Document segment »

1.1. Crosslinguistic Differences in VOT

The current study focuses on the perception of the voicing contrast of stops in English and in Spanish. Table 1 illustrates the mean VOT of stops in initial position for English and Spanish reported in previous studies. The voicing distinction in these two languages is cued mainly by VOT, but different values are used in each language. In English, voiceless stops are produced with long-lag VOT—which is perceived as aspiration—whereas voiced stops are normally produced with short-lag VOT, although voice-lead VOT may also be used in free variation (e.g., Lisker and Abramson 1964; see Table 1 for actual reported VOT values). According to Lisker and Abramson (1964), speakers of American English produced /p/ in stressed initial position with a VOT of 58 ms, /t/ with 70 ms and /k/ with 80 ms. Regarding voiced stops, most participants used short-lag VOT, although some used voice-lead VOT (/b/: 1/−101 ms; /d/: 5/−101; /g/: 21/−88 ms). Similar results were reported by Docherty (1990), who examined British speakers. Voiceless stops were produced with long-lag values (/p/: 42 ms; /t/: 65 ms; /k/: 62 ms), and voiced stops were mostly produced with short-lag VOT (/b/: 15 ms; /d/: 21 ms; /g/: 27 ms). A few instances of prevoiced productions of voiced stops were found but discarded to calculate the mean.

Exercise set »
a. Rewrite the paragraph beginning "The current study focuses" from the section on crosslinguistic differences in VOT as a shorter bulleted list that keeps its main facts.
b. Carry on the section on crosslinguistic differences in VOT from the point where it stops.

Listed entries »
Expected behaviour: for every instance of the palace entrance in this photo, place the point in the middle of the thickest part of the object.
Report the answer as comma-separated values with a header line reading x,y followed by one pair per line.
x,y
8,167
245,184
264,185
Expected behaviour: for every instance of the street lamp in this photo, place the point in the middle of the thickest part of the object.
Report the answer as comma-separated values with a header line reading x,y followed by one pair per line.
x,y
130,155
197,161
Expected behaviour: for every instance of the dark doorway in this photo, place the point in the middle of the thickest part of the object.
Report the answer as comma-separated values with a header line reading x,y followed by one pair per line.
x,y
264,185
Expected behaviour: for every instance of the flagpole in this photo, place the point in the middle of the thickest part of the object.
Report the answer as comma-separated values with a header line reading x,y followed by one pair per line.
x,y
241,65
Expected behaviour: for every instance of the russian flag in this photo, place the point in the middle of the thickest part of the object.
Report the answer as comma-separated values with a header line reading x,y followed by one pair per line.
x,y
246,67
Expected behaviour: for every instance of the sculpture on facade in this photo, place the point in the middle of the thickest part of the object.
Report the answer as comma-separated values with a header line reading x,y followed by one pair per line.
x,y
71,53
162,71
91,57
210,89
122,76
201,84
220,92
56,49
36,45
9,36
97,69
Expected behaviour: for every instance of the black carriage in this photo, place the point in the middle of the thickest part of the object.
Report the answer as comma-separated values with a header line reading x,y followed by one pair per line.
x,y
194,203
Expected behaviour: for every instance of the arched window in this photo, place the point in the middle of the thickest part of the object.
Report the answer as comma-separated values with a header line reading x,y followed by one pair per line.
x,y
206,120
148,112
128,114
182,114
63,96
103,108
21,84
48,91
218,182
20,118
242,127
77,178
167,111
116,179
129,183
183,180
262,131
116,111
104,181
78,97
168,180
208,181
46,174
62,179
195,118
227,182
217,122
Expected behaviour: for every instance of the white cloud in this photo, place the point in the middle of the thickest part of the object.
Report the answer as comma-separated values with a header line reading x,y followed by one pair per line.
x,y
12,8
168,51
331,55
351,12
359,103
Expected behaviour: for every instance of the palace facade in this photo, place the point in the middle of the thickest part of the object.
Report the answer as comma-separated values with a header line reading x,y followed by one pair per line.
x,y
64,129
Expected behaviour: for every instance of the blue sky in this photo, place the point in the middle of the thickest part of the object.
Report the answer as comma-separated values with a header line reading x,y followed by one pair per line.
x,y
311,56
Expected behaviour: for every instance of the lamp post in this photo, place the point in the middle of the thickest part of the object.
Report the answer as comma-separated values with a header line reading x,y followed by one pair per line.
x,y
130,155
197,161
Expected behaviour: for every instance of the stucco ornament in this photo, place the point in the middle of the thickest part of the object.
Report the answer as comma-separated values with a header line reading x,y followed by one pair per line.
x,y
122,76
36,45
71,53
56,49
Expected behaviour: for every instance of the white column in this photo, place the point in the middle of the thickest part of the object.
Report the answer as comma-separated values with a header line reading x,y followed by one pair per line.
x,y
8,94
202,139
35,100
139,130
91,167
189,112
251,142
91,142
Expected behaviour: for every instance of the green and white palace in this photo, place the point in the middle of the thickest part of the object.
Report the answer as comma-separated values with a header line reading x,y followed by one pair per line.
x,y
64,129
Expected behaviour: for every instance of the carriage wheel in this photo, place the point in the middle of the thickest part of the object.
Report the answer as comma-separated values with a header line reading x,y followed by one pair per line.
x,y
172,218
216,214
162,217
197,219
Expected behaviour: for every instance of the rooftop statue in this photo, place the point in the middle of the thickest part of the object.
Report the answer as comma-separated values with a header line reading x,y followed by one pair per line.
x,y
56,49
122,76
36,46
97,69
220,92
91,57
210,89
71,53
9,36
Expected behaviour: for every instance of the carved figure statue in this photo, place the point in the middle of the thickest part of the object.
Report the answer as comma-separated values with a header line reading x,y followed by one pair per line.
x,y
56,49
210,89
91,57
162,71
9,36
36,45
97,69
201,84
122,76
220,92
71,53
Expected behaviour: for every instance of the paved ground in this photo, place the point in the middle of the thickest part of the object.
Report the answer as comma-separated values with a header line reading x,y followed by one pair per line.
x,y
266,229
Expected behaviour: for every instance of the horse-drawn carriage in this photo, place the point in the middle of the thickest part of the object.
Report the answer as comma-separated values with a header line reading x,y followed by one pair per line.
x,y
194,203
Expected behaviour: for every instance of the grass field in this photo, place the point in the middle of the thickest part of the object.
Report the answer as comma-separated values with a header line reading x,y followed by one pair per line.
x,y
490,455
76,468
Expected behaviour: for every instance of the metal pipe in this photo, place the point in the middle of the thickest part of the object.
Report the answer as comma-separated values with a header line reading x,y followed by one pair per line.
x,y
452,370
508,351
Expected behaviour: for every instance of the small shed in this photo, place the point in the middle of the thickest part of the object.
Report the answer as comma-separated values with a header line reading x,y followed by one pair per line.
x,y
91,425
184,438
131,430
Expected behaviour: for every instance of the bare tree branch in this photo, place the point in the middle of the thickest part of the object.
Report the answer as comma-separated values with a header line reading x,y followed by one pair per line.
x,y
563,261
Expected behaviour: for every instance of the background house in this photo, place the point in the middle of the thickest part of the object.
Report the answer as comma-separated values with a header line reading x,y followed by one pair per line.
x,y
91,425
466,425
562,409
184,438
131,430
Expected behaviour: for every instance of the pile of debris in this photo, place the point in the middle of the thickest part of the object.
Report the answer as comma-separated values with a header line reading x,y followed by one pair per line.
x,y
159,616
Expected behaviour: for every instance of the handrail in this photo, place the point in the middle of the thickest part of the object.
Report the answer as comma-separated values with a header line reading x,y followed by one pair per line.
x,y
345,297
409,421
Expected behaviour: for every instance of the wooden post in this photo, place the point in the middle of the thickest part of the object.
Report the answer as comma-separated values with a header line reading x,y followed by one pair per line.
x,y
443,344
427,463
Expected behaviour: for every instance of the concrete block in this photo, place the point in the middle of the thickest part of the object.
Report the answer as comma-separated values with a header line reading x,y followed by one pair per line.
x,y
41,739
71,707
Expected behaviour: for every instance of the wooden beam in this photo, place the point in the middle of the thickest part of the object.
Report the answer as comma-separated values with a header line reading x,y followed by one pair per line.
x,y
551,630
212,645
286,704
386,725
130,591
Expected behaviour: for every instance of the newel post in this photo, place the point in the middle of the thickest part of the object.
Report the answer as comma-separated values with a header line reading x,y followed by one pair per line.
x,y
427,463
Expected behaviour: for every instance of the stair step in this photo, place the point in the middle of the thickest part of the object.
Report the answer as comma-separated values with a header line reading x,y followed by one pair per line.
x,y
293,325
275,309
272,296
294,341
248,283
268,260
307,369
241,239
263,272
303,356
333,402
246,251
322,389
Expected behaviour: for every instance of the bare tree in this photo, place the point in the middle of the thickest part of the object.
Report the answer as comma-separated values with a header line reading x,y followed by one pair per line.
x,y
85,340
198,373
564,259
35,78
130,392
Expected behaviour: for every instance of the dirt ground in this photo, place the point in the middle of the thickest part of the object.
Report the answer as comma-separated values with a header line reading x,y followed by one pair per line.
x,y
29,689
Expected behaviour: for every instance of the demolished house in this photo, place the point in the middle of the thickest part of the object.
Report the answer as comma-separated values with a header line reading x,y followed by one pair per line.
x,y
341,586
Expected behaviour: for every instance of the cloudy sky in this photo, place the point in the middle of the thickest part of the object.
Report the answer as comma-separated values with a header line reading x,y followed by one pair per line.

Response list »
a.
- The study examines how the voicing contrast of stops is perceived in English and Spanish. Table 1 gives mean VOT values of initial stops from earlier studies.
- In both languages, VOT is the main cue to voicing, but each language uses different values.
- In English, voiceless stops have long-lag VOT, heard as aspiration. Voiced stops usually have short-lag VOT, with voice-lead VOT sometimes used in free variation.
- Lisker and Abramson (1964) studied American English:
  - voiceless stops in stressed initial position: /p/ 58 ms, /t/ 70 ms, /k/ 80 ms
  - voiced stops: mostly short-lag, some voice-lead (/b/: 1/−101 ms; /d/: 5/−101; /g/: 21/−88 ms)
- Docherty (1990) found similar results for British speakers:
  - voiceless stops, long-lag: /p/ 42 ms, /t/ 65 ms, /k/ 62 ms
  - voiced stops, mostly short-lag: /b/ 15 ms, /d/ 21 ms, /g/ 27 ms
  - the few prevoiced voiced stops were left out of the mean.

b.
Spanish presents a shorter VOT range, i.e., from voice-lead VOT for voiced stops to short-lag VOT for voiceless stops (see Table 1). Unlike in English, aspiration is not used in voiceless stops in Spanish, and prevoicing has a distinctive function. Lisker and Abramson (1964) reported that Puerto Rican speakers of Spanish produced /p/ in initial position with a mean VOT of 4 ms, /b/ with −138 ms, /t/ with 9 ms, /d/ with −110 ms, /k/ with 29 ms and /g/ with −108 ms. In a similar fashion, speakers of Castilian Spanish produced /p/ with a mean VOT of 6.5 ms, /b/ with −69.8 ms, /t/ with 10 ms, /d/ with −78 ms, /k/ with 25.7 ms and /g/ with −58 ms (Castañeda 1986).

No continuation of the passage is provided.